(Natural language region descriptions)
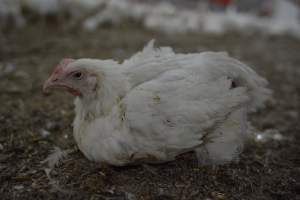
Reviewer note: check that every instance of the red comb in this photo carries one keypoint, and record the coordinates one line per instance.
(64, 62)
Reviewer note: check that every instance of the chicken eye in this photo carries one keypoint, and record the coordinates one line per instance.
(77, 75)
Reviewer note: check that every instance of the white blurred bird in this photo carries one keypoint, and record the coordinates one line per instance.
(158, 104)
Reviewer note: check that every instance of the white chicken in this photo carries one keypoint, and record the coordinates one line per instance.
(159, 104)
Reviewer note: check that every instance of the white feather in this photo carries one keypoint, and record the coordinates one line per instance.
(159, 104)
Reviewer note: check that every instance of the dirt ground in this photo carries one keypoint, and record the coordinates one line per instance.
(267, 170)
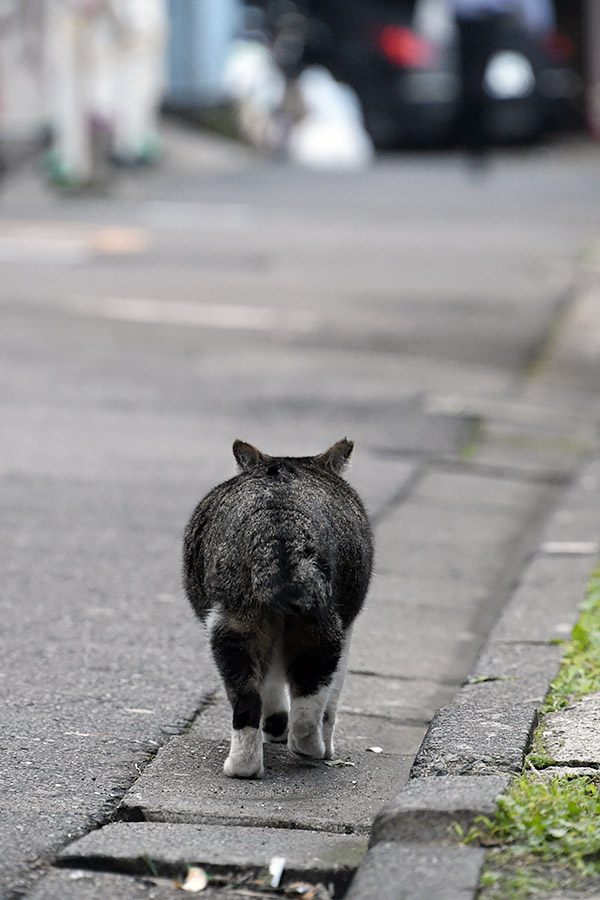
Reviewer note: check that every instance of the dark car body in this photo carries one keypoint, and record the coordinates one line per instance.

...

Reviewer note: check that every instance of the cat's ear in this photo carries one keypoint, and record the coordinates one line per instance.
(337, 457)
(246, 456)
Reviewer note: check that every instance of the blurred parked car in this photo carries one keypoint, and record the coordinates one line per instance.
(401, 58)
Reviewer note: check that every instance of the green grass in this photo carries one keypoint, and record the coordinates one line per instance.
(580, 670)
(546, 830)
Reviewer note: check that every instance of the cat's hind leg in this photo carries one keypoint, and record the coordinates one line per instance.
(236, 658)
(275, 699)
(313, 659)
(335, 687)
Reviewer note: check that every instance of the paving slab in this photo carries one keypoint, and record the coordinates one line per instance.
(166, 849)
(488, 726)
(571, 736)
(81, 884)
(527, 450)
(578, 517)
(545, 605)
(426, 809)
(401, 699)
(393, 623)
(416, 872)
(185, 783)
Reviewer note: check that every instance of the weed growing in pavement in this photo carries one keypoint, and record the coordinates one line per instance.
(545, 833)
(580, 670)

==

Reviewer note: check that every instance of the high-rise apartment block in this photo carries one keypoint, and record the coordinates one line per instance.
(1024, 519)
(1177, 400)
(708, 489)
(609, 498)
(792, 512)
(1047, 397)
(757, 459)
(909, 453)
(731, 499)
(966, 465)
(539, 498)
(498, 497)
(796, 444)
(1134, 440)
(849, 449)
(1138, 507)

Problem to work on: Above, find the line with "Reviewer note: check that every instance of the dirt"; copy it and every line down to the line with "Reviewer note: check that every instance of the dark", exactly and both included, but no pictures.

Task response:
Reviewer note: check that every instance of the dirt ground in this photo carries one keypoint, and record the coordinates one line per instance.
(267, 170)
Reviewer note: check that every instance of the dark car body in this photo carries one keypoint, and record the coordinates one line per instance.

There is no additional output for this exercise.